*** Begin section ***

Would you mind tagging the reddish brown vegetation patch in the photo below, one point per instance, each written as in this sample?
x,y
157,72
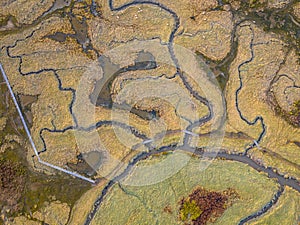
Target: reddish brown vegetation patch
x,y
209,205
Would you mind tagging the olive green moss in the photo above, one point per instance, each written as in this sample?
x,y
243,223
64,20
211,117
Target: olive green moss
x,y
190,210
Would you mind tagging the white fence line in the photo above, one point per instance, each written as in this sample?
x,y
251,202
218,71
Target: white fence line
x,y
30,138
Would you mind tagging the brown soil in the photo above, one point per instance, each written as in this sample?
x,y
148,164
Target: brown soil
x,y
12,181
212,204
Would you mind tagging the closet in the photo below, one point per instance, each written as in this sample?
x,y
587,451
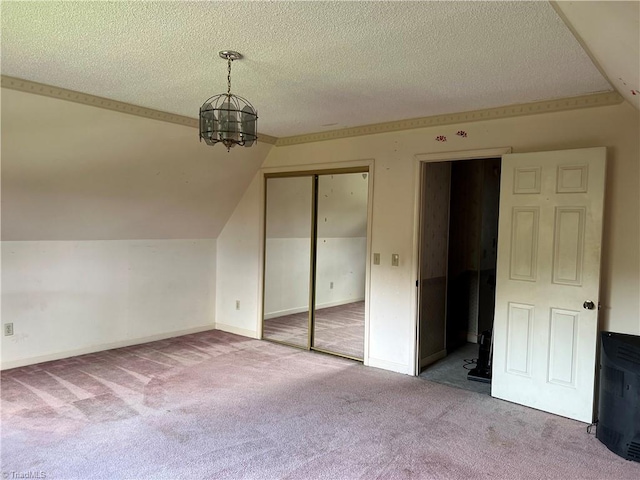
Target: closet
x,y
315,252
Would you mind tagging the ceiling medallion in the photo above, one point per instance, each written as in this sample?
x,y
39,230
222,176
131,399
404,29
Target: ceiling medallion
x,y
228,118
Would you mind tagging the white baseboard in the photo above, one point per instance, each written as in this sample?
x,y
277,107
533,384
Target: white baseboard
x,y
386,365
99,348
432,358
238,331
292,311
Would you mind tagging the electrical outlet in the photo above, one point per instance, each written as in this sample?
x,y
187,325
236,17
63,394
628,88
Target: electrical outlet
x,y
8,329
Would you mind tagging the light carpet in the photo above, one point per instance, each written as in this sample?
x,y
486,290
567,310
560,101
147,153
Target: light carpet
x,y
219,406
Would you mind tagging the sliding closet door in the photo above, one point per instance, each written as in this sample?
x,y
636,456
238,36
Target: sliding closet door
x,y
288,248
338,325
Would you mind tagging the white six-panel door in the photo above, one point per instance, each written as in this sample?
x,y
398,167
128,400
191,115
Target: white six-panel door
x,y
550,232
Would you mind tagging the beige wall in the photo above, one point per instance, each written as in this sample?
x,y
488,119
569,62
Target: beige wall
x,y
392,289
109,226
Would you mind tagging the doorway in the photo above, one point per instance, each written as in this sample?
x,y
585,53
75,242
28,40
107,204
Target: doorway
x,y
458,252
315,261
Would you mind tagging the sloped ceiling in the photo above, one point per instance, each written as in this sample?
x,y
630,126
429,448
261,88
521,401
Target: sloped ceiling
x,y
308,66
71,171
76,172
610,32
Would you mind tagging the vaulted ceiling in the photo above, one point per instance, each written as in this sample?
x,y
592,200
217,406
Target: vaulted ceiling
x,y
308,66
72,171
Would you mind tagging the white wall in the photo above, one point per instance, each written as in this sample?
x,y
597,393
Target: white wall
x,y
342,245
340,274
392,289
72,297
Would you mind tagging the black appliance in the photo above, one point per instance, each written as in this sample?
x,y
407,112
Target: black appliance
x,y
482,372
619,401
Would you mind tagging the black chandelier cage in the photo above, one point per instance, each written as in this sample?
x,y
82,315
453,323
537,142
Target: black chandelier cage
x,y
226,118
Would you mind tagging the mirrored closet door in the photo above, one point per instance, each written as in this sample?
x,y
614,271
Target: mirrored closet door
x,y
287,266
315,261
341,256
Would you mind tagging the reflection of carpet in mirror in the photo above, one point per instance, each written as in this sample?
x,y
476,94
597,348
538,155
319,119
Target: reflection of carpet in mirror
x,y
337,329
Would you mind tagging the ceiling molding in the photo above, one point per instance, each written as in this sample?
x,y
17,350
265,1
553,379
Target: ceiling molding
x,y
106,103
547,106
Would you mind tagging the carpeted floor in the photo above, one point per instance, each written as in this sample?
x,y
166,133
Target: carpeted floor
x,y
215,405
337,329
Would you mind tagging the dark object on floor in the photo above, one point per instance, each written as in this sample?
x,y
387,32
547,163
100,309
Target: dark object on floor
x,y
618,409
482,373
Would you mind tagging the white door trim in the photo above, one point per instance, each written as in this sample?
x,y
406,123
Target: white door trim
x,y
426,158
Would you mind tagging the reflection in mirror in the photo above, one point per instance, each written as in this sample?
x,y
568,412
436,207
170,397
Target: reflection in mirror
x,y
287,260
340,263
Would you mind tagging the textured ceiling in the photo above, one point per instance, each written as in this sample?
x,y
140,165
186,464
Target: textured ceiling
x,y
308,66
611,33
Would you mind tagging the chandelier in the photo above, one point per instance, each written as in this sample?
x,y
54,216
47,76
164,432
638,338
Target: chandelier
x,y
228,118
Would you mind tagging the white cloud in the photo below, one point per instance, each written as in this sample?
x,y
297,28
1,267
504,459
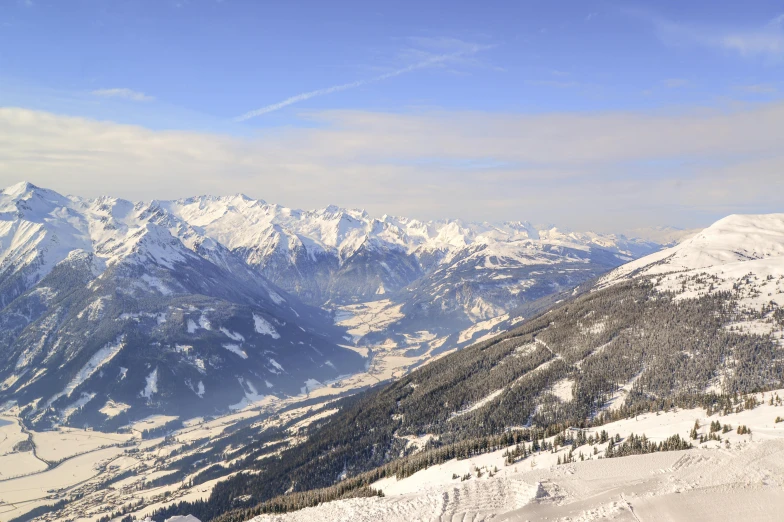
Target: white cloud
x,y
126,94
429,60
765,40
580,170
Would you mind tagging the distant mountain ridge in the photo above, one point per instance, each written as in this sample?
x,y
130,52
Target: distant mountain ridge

*** End section ***

Work item:
All the lines above must be written out exactly, without a single picture.

Response:
Would you mind tagging the reddish brown vegetation patch in the photo below, one point per instance, each written as in this sample?
x,y
157,72
Target: reddish brown vegetation patch
x,y
209,205
Would you mind tagging the olive green moss in the photo above, one point per instance, each written as in this sample?
x,y
243,223
64,20
211,117
Target: olive green moss
x,y
190,210
Would you mind tagging the white fence line in the photo above, one point per instance, each written as in this sample?
x,y
251,202
218,71
Target: white fence line
x,y
30,138
Would you mind tagging the brown soil in the photo above, one point per instance, each written as in this sample?
x,y
148,164
Target: brown soil
x,y
12,181
212,204
Would you mind tagging the closet in the photo below, one point per instance, each written as in this sample?
x,y
587,451
Target: closet
x,y
315,252
Would you mind tagging the ceiling medallion in the photo above, one point per instance, each written as in this sample?
x,y
39,230
222,176
131,399
404,29
Target: ceiling medallion
x,y
228,118
Would you mind tagging the white baseboard in the photo above, one point per instance, each written as in this sample?
x,y
277,107
533,384
Target: white baseboard
x,y
386,365
99,348
432,358
238,331
292,311
Would you mind tagging the electrical outlet in the photo above, one point per instance, each written as in this sample?
x,y
187,325
236,17
63,394
628,88
Target: electrical outlet
x,y
8,329
Would you mind tagging the light carpet in the photo above, one point per instance, each written as in this sample?
x,y
486,290
567,310
560,101
147,153
Target: light carpet
x,y
219,406
Would you mind tagging the sliding closet door in the photo above, one point per instance, each written as in this sample?
x,y
636,456
238,36
Target: sliding closet door
x,y
288,248
338,325
Would you mind tagging the white six-panel door in the photo above, one point per instance, each written as in this sample?
x,y
398,167
128,400
191,115
Target: white six-panel door
x,y
550,232
Would you mind tagging the beige wall in the photo above, one point per instance, each written as in this sample?
x,y
488,119
569,62
Target: beige wall
x,y
392,289
109,226
Would you mind tagging the doorway in the photo above, one point per instance, each written as in this sample?
x,y
585,53
75,242
28,40
107,204
Target: doorway
x,y
458,252
315,261
Would you mind tagging the sloped ceiling in the photo above, one point per instance, each written as in this sample?
x,y
630,126
429,448
261,88
521,401
Target: sloped ceiling
x,y
308,66
71,171
76,172
610,32
Would you mind tagging the vaulted ceiling in the photo above, one point per instance, each written as in this sample?
x,y
592,200
217,406
Target: vaulted ceiling
x,y
308,66
72,171
Would you mind tagging the white wall in the photo above, one point per instance, each written as in this sample?
x,y
597,393
Target: white wall
x,y
342,245
340,274
392,289
72,297
Would you mind tagging the black appliance in the photo above, one point per instance, each written as in this sample?
x,y
407,112
Target: black appliance
x,y
482,372
619,401
Would you mind tagging the black chandelier cage in the photo above, one point per instance, each written as in this sample?
x,y
82,315
453,323
537,142
Target: black chandelier cage
x,y
226,118
Would you mind tagging the mirrored closet door in the photo above, one point per instance, each written as in this sample?
x,y
614,271
Target: mirrored closet door
x,y
287,266
315,261
341,256
Would you mind tagging the reflection of carpet in mirror in the photo above, one point per instance, each written as in this sample?
x,y
476,94
597,348
538,155
319,119
Target: reflection of carpet in mirror
x,y
337,329
Would you mind tagging the ceiling molding in the photo above, one point per instance, each written as in this sample?
x,y
17,350
265,1
553,379
Target: ceiling molding
x,y
106,103
547,106
Would you mind tagging the carpeted floor in the photo above, one point per instance, each written as in this sample?
x,y
166,133
Target: carpeted floor
x,y
215,405
337,329
Would you mind tagging the dark object on floor in the photo above, one point per instance, each written as in this sample?
x,y
387,32
547,163
100,309
Target: dark object on floor
x,y
618,409
482,373
Would you mind tagging the white door trim in the photo above, one point per instance, each written as in this sample?
x,y
406,123
Target: white door trim
x,y
426,158
Would you mind tagging the reflection in mirror in the photo above, one point per instance, each written as in this sample?
x,y
568,412
436,207
170,397
Target: reflection in mirror
x,y
287,260
340,263
Would you mind tagging the textured ceiling in the photo above, one point per instance, each written as in this sample?
x,y
140,165
186,464
Target: textured ceiling
x,y
308,66
611,33
Would you mind tagging the chandelier in the photo above, one point per instance, each written as in this sample?
x,y
54,216
47,76
164,432
638,338
Target: chandelier
x,y
228,118
Would you mind tagging the white cloud in the photo below, one point per instance, each written as in this sample?
x,y
297,28
1,267
504,459
Target: white cloud
x,y
126,94
429,60
765,40
580,170
Would you mind tagging the distant mountain ridge in the photo above, one point per instance, each written as in this sample?
x,y
130,52
Target: distant mountain ridge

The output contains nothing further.